## EXERCISE TASK
Collect every line of the data below that contains the string "ridge", copying each one in full.

## DATA SHOWN
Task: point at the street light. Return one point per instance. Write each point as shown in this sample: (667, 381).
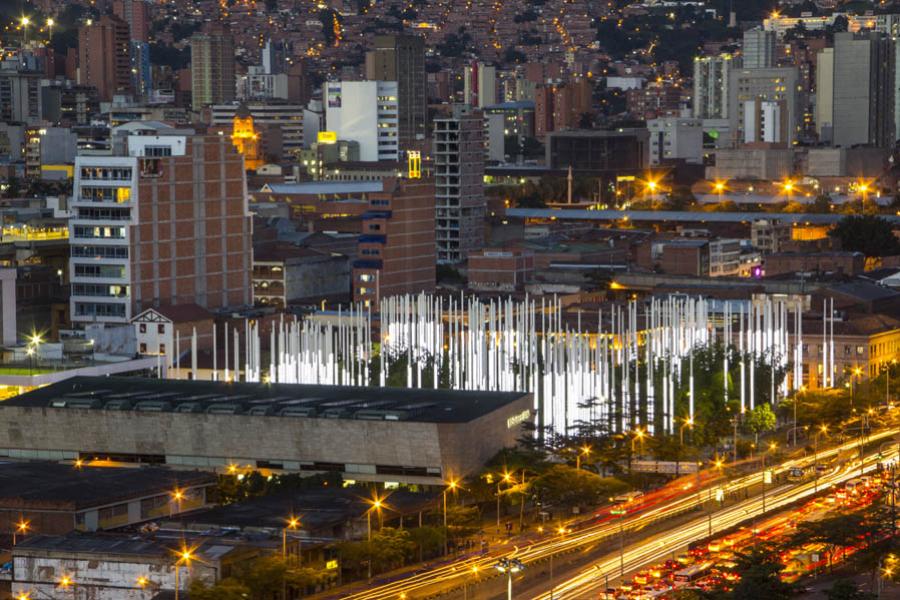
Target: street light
(22, 528)
(451, 486)
(25, 22)
(292, 523)
(583, 451)
(509, 566)
(771, 448)
(185, 556)
(822, 429)
(688, 422)
(507, 477)
(561, 531)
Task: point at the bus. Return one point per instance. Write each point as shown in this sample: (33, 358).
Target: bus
(627, 498)
(692, 573)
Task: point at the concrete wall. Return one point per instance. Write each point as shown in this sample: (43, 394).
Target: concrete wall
(201, 440)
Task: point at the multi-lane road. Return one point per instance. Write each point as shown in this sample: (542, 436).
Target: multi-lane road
(677, 498)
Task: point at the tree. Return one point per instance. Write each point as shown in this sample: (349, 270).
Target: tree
(834, 532)
(563, 485)
(760, 575)
(760, 419)
(869, 234)
(227, 589)
(845, 589)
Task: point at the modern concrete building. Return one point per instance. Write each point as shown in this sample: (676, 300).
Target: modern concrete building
(166, 223)
(864, 90)
(479, 85)
(763, 85)
(401, 58)
(396, 253)
(459, 184)
(104, 57)
(711, 86)
(414, 436)
(599, 152)
(20, 94)
(672, 138)
(759, 49)
(212, 66)
(366, 112)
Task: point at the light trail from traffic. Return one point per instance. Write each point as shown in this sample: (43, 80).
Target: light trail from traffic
(661, 504)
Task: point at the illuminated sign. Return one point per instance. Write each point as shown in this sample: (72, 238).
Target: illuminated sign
(518, 419)
(414, 164)
(327, 137)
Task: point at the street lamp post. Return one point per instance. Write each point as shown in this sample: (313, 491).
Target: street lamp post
(506, 478)
(184, 556)
(451, 485)
(509, 566)
(772, 446)
(561, 531)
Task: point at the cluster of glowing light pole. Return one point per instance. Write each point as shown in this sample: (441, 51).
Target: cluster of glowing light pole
(627, 372)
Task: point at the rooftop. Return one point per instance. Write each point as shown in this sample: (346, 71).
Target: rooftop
(52, 484)
(313, 188)
(264, 400)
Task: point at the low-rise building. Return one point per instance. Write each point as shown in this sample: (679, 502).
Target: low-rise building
(56, 498)
(285, 273)
(500, 270)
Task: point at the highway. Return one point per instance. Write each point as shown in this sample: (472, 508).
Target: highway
(657, 548)
(668, 502)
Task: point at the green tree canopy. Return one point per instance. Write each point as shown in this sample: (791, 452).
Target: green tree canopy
(870, 234)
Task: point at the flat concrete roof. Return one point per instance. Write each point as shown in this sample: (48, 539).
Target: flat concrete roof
(262, 399)
(679, 216)
(49, 484)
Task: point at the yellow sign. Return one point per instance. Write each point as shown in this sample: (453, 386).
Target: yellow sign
(327, 137)
(414, 164)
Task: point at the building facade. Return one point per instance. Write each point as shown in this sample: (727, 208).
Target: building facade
(212, 67)
(166, 224)
(459, 184)
(396, 253)
(366, 112)
(401, 58)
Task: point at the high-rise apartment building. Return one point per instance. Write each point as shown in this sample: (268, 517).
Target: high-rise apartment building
(748, 87)
(863, 89)
(396, 253)
(479, 85)
(401, 58)
(212, 66)
(164, 223)
(365, 112)
(136, 14)
(759, 49)
(711, 86)
(825, 95)
(104, 57)
(459, 184)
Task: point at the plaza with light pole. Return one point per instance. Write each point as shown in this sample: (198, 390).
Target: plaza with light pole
(509, 566)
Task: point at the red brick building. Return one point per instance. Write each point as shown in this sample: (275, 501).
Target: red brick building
(397, 245)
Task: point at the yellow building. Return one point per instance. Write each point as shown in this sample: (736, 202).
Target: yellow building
(246, 139)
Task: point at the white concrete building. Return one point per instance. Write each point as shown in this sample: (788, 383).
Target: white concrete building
(672, 138)
(366, 112)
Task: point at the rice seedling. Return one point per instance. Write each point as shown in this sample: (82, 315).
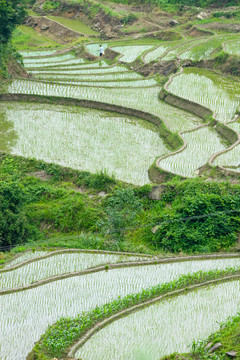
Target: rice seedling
(229, 158)
(159, 51)
(71, 64)
(74, 24)
(172, 54)
(167, 327)
(130, 53)
(46, 304)
(36, 53)
(86, 139)
(140, 99)
(233, 47)
(93, 77)
(56, 265)
(141, 83)
(218, 93)
(49, 64)
(94, 48)
(235, 126)
(201, 144)
(205, 49)
(106, 71)
(50, 60)
(25, 256)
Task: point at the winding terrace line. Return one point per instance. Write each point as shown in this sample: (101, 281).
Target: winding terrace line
(110, 266)
(70, 251)
(128, 311)
(68, 82)
(210, 161)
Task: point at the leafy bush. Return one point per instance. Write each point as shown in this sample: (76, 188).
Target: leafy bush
(122, 209)
(202, 219)
(14, 224)
(128, 19)
(12, 13)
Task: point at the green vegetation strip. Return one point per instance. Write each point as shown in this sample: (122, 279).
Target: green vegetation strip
(108, 266)
(64, 335)
(70, 251)
(172, 140)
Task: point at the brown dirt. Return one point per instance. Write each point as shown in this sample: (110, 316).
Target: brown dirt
(234, 28)
(53, 30)
(195, 32)
(41, 175)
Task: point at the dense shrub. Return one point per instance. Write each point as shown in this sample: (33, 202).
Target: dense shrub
(14, 224)
(203, 218)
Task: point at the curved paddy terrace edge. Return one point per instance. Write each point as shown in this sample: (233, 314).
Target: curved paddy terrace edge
(108, 313)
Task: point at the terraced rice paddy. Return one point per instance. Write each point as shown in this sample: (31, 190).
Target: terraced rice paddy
(51, 64)
(166, 327)
(205, 49)
(94, 48)
(94, 77)
(84, 139)
(229, 159)
(50, 60)
(219, 94)
(57, 265)
(128, 83)
(172, 54)
(123, 146)
(116, 84)
(69, 297)
(157, 52)
(37, 53)
(114, 69)
(70, 65)
(130, 53)
(25, 256)
(140, 99)
(201, 144)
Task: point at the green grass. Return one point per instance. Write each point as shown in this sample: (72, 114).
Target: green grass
(25, 37)
(60, 336)
(228, 335)
(75, 25)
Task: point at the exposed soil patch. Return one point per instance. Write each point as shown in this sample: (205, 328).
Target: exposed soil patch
(235, 28)
(195, 32)
(164, 68)
(52, 29)
(41, 175)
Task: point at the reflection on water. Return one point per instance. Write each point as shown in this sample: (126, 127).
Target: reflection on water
(8, 136)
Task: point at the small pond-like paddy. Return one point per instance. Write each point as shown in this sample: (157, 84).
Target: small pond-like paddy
(84, 139)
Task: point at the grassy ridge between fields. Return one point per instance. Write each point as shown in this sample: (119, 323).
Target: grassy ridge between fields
(60, 337)
(60, 207)
(227, 335)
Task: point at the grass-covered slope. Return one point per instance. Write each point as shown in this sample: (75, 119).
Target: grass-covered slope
(228, 336)
(56, 202)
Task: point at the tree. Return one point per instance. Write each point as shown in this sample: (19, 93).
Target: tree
(12, 13)
(14, 224)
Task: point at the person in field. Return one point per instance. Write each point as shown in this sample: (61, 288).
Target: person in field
(101, 50)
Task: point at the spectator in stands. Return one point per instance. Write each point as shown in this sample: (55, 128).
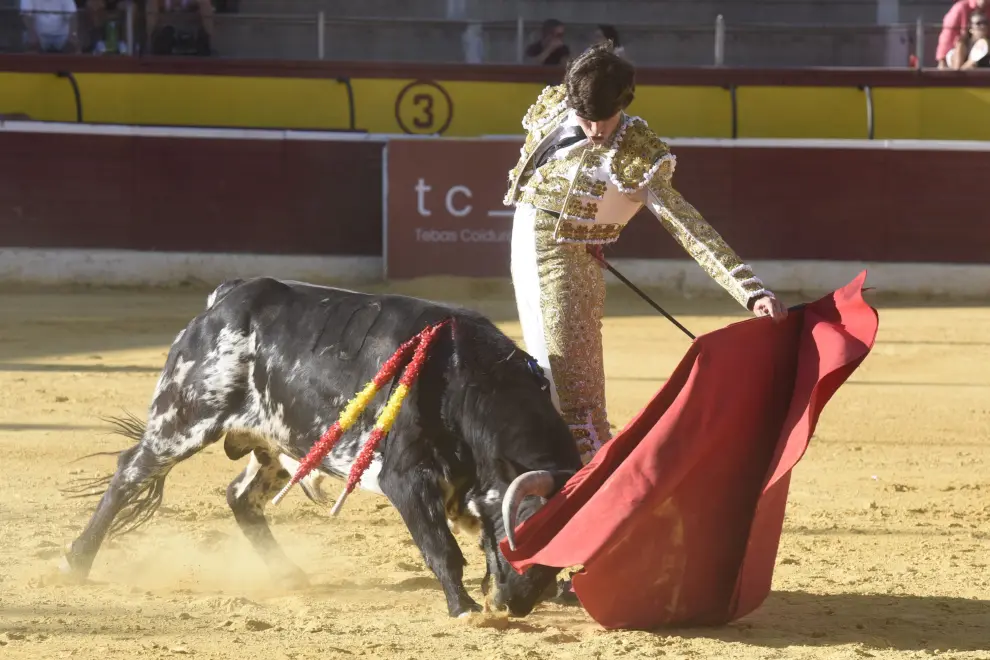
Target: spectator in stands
(971, 49)
(609, 33)
(550, 49)
(174, 30)
(50, 26)
(104, 25)
(955, 25)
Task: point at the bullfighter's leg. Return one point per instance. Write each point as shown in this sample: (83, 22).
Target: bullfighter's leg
(560, 293)
(247, 496)
(419, 500)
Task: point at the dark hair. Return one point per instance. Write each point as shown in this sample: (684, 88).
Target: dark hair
(610, 34)
(599, 83)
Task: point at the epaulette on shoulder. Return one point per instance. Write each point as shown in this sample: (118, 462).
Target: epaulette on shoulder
(550, 103)
(640, 155)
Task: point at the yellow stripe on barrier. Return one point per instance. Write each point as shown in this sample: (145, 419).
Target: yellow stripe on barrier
(475, 108)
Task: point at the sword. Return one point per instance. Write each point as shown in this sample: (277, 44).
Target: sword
(597, 255)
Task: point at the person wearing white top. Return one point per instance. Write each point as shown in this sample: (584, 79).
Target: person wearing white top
(50, 25)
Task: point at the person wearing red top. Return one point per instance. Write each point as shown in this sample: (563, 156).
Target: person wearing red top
(954, 25)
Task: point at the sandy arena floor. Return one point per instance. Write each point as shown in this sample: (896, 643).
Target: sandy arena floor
(885, 551)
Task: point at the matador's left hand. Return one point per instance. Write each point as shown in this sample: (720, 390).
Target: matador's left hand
(768, 305)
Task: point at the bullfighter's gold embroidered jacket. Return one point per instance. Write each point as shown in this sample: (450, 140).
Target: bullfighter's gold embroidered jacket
(597, 189)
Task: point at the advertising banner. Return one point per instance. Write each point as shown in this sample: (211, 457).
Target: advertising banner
(444, 210)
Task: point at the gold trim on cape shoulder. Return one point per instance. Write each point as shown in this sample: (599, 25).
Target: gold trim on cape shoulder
(639, 156)
(549, 104)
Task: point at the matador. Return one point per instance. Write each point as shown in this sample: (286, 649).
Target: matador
(585, 169)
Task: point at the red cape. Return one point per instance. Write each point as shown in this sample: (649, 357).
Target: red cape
(677, 519)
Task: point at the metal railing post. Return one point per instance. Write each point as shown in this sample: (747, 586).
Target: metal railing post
(321, 26)
(520, 38)
(919, 43)
(130, 28)
(719, 40)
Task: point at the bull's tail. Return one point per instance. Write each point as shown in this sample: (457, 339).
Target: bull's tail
(143, 504)
(223, 289)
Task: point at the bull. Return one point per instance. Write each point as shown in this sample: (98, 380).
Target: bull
(268, 366)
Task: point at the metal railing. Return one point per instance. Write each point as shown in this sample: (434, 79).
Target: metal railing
(308, 36)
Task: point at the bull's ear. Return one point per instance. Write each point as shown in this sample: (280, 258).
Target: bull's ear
(560, 478)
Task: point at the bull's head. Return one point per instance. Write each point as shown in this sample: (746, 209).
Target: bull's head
(519, 593)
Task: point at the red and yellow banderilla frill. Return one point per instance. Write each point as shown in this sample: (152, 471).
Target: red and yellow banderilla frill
(352, 411)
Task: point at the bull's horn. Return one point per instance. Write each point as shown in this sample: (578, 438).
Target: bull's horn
(539, 482)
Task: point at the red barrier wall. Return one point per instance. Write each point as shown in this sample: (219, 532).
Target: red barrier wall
(324, 197)
(190, 194)
(777, 203)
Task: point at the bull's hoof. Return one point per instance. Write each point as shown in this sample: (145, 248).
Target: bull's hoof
(72, 571)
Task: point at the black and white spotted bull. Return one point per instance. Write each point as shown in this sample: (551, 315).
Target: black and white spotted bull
(268, 367)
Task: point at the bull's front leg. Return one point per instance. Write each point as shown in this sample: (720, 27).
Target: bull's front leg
(418, 498)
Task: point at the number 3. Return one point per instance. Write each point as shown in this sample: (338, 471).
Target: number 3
(418, 101)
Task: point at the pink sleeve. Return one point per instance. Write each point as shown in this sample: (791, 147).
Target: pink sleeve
(953, 25)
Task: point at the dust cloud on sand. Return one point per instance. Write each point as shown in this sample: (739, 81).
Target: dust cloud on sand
(884, 553)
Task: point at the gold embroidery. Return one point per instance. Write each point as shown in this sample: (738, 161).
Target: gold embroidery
(586, 183)
(639, 156)
(586, 232)
(550, 103)
(701, 241)
(548, 186)
(572, 299)
(541, 118)
(580, 210)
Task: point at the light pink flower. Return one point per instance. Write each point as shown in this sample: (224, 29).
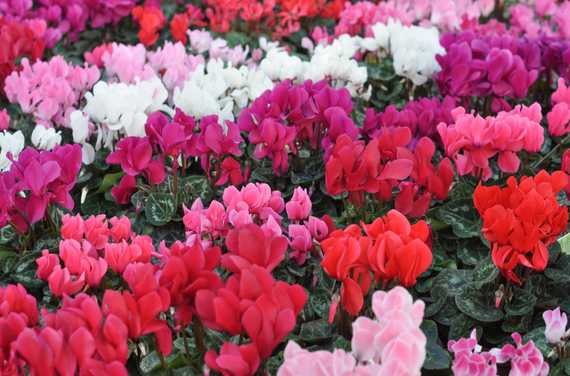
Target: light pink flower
(555, 325)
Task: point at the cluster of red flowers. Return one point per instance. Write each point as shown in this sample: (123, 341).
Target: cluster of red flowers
(521, 220)
(384, 163)
(151, 20)
(80, 335)
(17, 40)
(250, 301)
(282, 17)
(392, 249)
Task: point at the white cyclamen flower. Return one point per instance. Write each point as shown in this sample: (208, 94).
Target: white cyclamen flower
(79, 124)
(45, 138)
(10, 144)
(124, 108)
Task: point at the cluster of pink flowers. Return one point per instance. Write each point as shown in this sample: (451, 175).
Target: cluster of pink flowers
(422, 116)
(290, 115)
(473, 140)
(35, 181)
(50, 90)
(17, 40)
(392, 344)
(69, 17)
(127, 64)
(471, 361)
(168, 139)
(257, 204)
(559, 117)
(487, 66)
(78, 336)
(87, 249)
(359, 17)
(546, 17)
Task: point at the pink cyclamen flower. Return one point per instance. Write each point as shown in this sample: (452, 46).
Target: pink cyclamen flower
(469, 360)
(301, 242)
(72, 227)
(46, 263)
(4, 120)
(525, 359)
(555, 325)
(300, 205)
(317, 227)
(120, 228)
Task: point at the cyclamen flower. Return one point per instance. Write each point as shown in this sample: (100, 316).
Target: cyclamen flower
(45, 138)
(559, 117)
(11, 145)
(413, 49)
(122, 108)
(50, 90)
(391, 344)
(469, 360)
(391, 249)
(525, 359)
(521, 220)
(483, 66)
(263, 308)
(472, 140)
(45, 178)
(555, 325)
(151, 20)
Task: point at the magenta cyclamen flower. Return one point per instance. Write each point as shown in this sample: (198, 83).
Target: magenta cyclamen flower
(36, 180)
(422, 117)
(134, 154)
(478, 65)
(289, 115)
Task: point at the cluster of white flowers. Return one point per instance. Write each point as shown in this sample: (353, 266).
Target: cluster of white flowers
(334, 62)
(45, 138)
(10, 144)
(216, 89)
(116, 109)
(413, 49)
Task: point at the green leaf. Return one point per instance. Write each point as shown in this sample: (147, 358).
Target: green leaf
(109, 181)
(436, 357)
(452, 280)
(316, 330)
(537, 336)
(150, 362)
(160, 208)
(485, 273)
(522, 303)
(462, 217)
(461, 326)
(475, 304)
(471, 253)
(7, 234)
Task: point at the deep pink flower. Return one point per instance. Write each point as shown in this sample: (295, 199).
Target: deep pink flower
(555, 325)
(301, 242)
(299, 207)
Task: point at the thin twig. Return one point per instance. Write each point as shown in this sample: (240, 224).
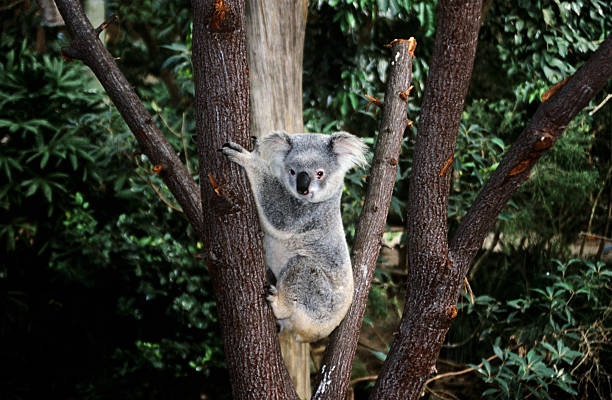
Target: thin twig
(148, 180)
(455, 373)
(594, 236)
(362, 379)
(608, 97)
(10, 5)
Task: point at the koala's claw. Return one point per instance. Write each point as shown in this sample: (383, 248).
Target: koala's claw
(272, 291)
(233, 146)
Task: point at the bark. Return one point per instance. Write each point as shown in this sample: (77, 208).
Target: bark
(430, 296)
(337, 363)
(275, 32)
(230, 227)
(547, 124)
(86, 46)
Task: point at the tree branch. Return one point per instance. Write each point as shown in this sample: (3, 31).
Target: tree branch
(231, 234)
(87, 47)
(335, 373)
(546, 126)
(430, 301)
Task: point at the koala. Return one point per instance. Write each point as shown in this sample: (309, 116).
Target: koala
(297, 182)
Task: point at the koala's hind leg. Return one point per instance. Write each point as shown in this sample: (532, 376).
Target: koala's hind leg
(281, 306)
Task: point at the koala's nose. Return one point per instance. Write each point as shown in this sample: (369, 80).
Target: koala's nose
(302, 183)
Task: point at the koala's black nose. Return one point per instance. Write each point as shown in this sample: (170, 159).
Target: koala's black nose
(302, 183)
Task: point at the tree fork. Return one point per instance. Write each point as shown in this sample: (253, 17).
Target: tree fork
(337, 364)
(561, 105)
(86, 46)
(426, 318)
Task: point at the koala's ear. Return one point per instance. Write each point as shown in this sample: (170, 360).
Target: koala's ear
(274, 145)
(349, 149)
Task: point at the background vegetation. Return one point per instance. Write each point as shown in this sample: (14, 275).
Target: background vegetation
(100, 290)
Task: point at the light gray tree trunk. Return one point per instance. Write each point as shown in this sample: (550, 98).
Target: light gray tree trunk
(275, 42)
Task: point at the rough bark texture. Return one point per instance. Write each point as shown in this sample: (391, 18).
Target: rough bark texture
(430, 294)
(230, 228)
(86, 46)
(338, 361)
(275, 42)
(547, 124)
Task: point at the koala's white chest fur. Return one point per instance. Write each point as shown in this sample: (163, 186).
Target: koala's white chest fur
(297, 183)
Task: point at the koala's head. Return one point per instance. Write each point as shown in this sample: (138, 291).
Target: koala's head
(311, 166)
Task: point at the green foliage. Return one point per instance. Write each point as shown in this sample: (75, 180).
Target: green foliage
(551, 340)
(100, 275)
(48, 154)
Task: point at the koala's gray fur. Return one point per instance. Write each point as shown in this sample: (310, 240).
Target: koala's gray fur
(297, 182)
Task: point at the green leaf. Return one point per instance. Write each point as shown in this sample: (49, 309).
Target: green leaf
(549, 16)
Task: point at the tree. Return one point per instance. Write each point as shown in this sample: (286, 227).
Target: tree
(226, 222)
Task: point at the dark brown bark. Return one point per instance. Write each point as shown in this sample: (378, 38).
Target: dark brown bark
(230, 228)
(547, 124)
(430, 295)
(275, 41)
(87, 47)
(338, 361)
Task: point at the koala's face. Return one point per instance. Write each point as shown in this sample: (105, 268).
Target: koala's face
(311, 166)
(311, 173)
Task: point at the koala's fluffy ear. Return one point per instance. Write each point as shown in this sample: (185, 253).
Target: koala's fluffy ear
(349, 149)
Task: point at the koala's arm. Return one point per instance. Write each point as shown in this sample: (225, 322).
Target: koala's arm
(261, 179)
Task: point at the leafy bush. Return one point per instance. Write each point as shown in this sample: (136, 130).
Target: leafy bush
(552, 342)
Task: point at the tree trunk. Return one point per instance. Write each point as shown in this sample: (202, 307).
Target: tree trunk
(225, 217)
(337, 364)
(231, 234)
(431, 299)
(275, 42)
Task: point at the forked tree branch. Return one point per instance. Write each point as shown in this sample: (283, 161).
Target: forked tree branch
(338, 360)
(548, 123)
(86, 46)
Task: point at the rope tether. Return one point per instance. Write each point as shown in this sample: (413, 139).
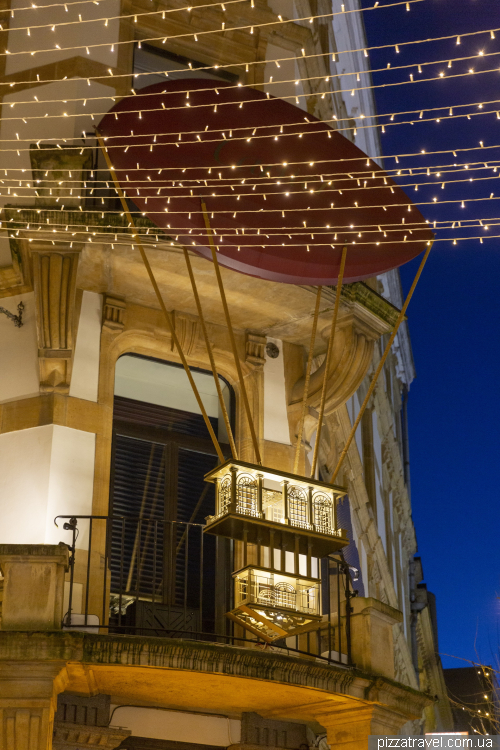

## RESULT FOR THIS TASK
Task: point at the grassy ridge between fields. Return one point per instance. Write each point as shown in this sample: (119, 323).
Target: grassy ridge between fields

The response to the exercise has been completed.